### Try it
In the passage on NHS patient surveys, which areas with specific targets are seeing big improvements?

The service has improved, in some cases markedly, says the report from the Picker Institute Europe, but only in areas directly targeted by the Department of Health.
In other areas the service has languished or even become worse, according to the views of nearly a million patients who have contributed to surveys conducted since 1998. Angela Coulter, chief executive of the charity, said: “The most disappointing thing is that all the rhetoric about creating patient-centred care hasn’t led to improvements across the board.
“Only where specific targets have been set — in waiting times and in cancer and heart disease — are we seeing big improvements.
“Where there are no targets, in areas such as cleanliness and access to a GP, the service has not improved and in some cases has got worse. Many aspects of patients’ experience still need urgent attention.”
The charity has designed a series of national patient surveys for the NHS for the past seven years. Data collected by NHS trusts has been issued in reports from the Commission for Health Improvement and its successor body, the Healthcare Commission.

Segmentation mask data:
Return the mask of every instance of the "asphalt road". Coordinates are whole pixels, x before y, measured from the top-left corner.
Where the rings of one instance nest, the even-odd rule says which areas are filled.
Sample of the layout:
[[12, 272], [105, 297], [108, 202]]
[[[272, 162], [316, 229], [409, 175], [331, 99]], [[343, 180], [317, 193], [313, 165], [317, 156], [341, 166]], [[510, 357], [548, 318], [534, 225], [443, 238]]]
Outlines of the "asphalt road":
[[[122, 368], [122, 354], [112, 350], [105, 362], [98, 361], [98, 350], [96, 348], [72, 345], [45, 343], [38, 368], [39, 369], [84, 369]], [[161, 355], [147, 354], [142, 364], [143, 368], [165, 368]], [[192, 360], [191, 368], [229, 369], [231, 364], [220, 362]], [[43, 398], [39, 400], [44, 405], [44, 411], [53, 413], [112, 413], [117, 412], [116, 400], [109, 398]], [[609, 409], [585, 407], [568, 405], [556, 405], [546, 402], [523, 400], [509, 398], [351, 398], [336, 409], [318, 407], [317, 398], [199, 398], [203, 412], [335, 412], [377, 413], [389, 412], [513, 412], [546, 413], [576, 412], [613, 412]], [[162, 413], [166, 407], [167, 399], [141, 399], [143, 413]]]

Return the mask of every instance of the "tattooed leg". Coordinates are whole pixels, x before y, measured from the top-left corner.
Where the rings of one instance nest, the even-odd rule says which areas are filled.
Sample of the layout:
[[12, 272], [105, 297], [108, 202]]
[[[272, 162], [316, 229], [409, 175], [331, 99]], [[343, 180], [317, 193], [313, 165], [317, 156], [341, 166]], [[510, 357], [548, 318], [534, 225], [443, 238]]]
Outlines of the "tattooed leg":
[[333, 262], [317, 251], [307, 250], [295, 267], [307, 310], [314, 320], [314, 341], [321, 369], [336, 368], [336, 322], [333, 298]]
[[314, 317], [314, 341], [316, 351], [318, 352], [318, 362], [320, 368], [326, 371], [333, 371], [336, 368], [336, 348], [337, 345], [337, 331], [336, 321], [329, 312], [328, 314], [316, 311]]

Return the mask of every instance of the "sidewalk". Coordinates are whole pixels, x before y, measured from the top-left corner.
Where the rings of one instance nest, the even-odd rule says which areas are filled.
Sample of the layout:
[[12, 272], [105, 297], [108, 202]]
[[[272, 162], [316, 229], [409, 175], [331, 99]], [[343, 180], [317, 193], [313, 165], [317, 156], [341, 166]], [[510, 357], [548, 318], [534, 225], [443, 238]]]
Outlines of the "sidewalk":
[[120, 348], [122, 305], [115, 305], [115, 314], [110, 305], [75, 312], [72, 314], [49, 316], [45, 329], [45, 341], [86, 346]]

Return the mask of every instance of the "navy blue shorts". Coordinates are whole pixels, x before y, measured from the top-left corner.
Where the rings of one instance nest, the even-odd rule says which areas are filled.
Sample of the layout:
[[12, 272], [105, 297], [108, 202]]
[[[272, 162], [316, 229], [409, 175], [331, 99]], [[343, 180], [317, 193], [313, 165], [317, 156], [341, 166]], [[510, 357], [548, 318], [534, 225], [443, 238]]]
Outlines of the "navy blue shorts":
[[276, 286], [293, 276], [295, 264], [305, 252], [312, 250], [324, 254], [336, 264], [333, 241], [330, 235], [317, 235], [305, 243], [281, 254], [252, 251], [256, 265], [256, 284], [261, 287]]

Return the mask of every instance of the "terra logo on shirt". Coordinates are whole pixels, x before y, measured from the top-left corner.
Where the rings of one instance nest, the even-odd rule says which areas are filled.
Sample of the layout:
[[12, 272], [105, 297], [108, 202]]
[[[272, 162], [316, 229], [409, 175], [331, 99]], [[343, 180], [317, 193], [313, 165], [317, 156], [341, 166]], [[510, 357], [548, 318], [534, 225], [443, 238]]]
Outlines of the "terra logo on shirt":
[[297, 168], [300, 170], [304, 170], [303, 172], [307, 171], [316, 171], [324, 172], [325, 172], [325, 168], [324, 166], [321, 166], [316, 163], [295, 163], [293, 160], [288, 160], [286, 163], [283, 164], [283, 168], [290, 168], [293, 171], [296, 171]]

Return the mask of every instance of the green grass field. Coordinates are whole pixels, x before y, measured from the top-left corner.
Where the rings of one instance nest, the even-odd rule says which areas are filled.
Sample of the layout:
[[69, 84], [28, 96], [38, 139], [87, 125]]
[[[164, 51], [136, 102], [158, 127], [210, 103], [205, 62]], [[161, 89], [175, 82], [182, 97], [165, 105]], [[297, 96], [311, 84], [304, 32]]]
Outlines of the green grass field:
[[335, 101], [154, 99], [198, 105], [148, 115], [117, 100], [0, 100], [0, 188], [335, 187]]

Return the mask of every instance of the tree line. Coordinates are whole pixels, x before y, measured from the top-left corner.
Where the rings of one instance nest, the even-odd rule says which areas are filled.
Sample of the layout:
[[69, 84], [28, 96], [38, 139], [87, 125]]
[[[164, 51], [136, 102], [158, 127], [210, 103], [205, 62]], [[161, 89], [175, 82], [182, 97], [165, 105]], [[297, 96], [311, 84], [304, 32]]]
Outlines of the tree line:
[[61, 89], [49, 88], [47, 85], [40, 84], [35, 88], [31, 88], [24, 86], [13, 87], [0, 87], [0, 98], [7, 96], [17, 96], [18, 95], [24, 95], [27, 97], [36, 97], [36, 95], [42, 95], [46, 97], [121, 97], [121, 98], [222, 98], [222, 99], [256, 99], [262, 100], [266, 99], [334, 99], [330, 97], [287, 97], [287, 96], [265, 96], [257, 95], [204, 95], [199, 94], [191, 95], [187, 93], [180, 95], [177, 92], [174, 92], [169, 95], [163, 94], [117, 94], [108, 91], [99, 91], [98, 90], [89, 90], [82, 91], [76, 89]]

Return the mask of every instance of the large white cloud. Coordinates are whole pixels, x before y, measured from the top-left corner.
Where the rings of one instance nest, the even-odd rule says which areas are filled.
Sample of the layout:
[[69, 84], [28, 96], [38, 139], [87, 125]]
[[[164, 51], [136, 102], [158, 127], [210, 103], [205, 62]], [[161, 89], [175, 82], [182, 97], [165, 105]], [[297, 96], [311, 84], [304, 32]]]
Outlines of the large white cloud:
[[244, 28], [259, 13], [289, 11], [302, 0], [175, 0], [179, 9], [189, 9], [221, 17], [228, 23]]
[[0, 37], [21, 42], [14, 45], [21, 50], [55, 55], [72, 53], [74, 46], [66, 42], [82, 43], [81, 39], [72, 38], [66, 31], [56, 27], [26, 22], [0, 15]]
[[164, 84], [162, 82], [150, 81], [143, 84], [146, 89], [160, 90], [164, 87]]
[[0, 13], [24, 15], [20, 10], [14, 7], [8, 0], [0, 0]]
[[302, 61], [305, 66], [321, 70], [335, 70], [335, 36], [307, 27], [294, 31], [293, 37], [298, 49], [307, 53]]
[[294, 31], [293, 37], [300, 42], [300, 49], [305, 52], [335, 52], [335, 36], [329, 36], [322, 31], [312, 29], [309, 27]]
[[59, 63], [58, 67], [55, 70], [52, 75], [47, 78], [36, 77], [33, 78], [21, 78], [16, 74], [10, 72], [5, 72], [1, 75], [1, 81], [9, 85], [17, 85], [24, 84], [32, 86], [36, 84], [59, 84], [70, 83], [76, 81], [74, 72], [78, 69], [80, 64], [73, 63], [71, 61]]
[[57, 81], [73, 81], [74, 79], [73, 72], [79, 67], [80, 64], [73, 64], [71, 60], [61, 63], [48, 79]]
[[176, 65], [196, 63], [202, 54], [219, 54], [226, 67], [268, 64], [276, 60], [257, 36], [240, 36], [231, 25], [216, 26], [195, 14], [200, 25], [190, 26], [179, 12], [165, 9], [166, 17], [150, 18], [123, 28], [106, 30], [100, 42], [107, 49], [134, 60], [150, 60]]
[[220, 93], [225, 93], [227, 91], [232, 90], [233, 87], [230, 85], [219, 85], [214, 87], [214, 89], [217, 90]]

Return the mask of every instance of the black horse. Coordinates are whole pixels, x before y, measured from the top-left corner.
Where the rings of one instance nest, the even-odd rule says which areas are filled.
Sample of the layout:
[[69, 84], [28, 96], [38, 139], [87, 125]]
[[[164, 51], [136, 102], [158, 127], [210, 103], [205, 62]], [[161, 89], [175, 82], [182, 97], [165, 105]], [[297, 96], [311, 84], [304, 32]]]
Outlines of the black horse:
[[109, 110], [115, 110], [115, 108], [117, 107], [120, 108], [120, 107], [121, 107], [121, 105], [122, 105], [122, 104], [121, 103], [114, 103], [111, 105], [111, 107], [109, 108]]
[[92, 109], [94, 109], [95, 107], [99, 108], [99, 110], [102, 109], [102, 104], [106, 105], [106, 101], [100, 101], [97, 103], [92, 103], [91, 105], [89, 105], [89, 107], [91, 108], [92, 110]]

### Result for this exercise
Waiting times, cancer, and heart disease.